EXERCISES TO COMPLETE |
a: List every kind of organism that the passage on stem cells in neurodegenerative disease research names.
b: Print the part of the passage on stem cells in neurodegenerative disease research starting with "Stem cells have amazing" and going on through "investigator Shinya Yamanaka.".

TEXT FOR ANALYSIS |
------
Stem Cells: A Boon to Neurodegenerative Disease Research

Stem cells have amazing promise for making replacement tissues and organs. However, while that application might be some years in the future, stem cells have already proved to be a welcome breakthrough for neurodegenerative disease research. This is particularly true for a specific type of stem cells called induced pluripotent stem cells or iPSCs that were discovered by Gladstone investigator Shinya Yamanaka.

 

So what’s the big deal about stem cells? For starters, they are human cells. For many years, scientists have been studying human diseases in various animal models, mostly mice and rats. In fact, a lot has been learned about diseases from those animal models. However, over the last years, many drug candidates that showed very promising results in mice have failed in clinical trials. After all, putting human genes into mice still leaves the human genes in the context of all of the other mouse genes and proteins. That and perhaps mice and humans are simply too different physiologically to allow easy extrapolation of results from the lab to the clinic. In response to those concerns, scientists have begun to seek alternative models, such as human cells.
------
SUPPLIED MATERIAL |
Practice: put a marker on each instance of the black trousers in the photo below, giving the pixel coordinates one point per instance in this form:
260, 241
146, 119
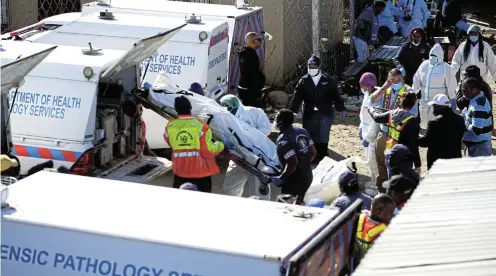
------
ANSWERS |
a: humans, mice, rats

b:
Stem cells have amazing promise for making replacement tissues and organs. However, while that application might be some years in the future, stem cells have already proved to be a welcome breakthrough for neurodegenerative disease research. This is particularly true for a specific type of stem cells called induced pluripotent stem cells or iPSCs that were discovered by Gladstone investigator Shinya Yamanaka.